Orthogonal Factorizations

FLENS	DESCRIPTION	LAPACK
qrf	Computes a \(QR\) factorization of a general rectangular matrix. Example: lapack-geqrf.	dgeqrf, zgeqrf
qp3	Computes a \(QR\) factorization with column pivoting of a matrix \(A\) such that \(AP = QP\). Example: lapack-geqp3.	dgeqp3, zgeqp3¹
orgqr, ungqr	Generates all or part of the orthogonal/unitary matrix \(Q\) from a \(QR\) factorization. Example: lapack-orgqr, lapack-ungqr.	dorgqr, zungqr¹
ormqr, unmqr	Multiplies a general matrix by the orthogonal/unitary matrix \(Q\) from a \(QR\) factorization. Example: lapack-ormqr, lapack-unmqr.	dormqr, zunmqr
lqf	Computes a \(LQ\) factorization of a general rectangular matrix. Example: lapack-gelqf.	dgelqf, zgelqf¹
orglq, unglq	Generates all or part of the orthogonal/unitary matrix \(Q\) from a \(LQ\) factorization. Example: lapack-orglq, lapack-unglq.	dorglq, zunglq¹
ormlq, unmlq	Multiplies a general matrix by the orthogonal/unitary matrix \(Q\) from a \(LQ\) factorization. Example: see lapack-gelqf.	dormlq, zunmlq¹

Least Square Problems

FLENS

DESCRIPTION

LAPACK

Solves overdetermined or underdetermined real linear systems involving an \(m \times n\) matrix \(A\), or its transpose, using a \(QR\) or \(LQ\) factorization of \(A\). It is assumed that \(A\) has full rank.

The following options are provided:

If \(m \geq n\):
- find the least squares solution of an overdetermined system, i.e., solve the least squares problem: minimize \(\| B - AX \|\) or
- find the minimum norm solution of an undetermined system \(A^T X = B\) (or \(A^H X =B\)).
If \(m < n\):
- find the minimum norm solution of an underdetermined system \(A X = B\) or
- find the least squares solution of an overdetermined system, i.e., solve the least squares problem minimize \(\| B - A^T X \|\) (or \(\| B - A^H X \|\)).

Example: lapack-gels.

dgels, zgels¹

lsy

Computes the minimum-norm solution to a real linear least squares problem: minimize \(\| A X - B \|\) using a complete orthogonal factorization of \(A\). \(A\) is an \(m \times n\) matrix which may be rank-deficient. The rank of \(A\) gets determined using a incremental condition estimation.
===============
Translate this sentence from the text on orthogonal factorizations into Spanish: "It is assumed that \(A\) has full rank." The lines after this point come from a different source than the text on orthogonal factorizations.

◆ INFORMATION SHOWN ◆
===============
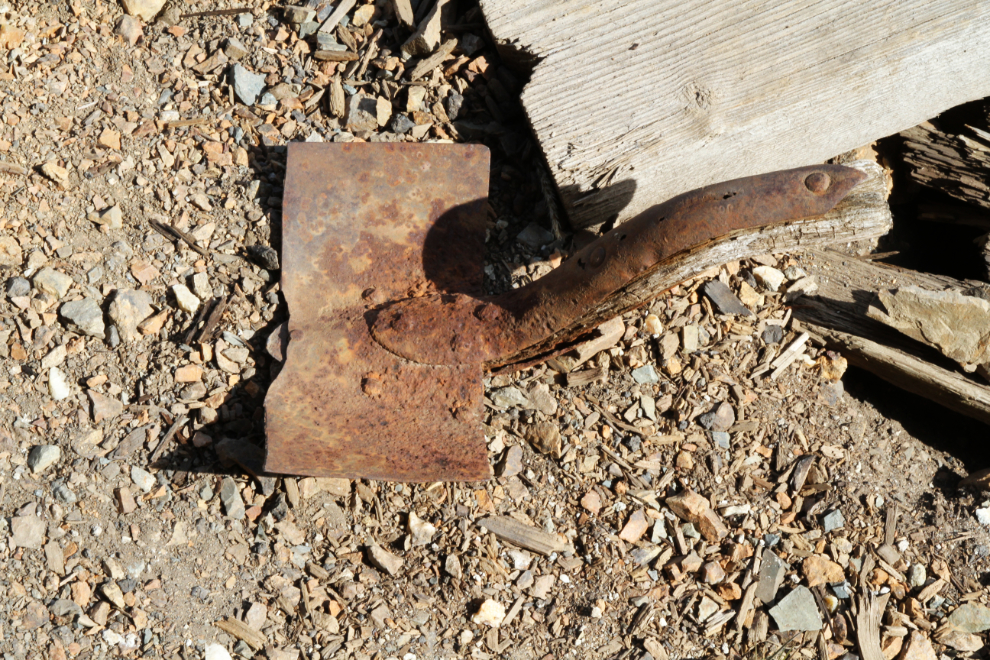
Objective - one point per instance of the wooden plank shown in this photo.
(635, 101)
(837, 316)
(864, 214)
===============
◆ RESPONSE FOR THIS EXERCISE ◆
Se supone que \(A\) tiene rango completo.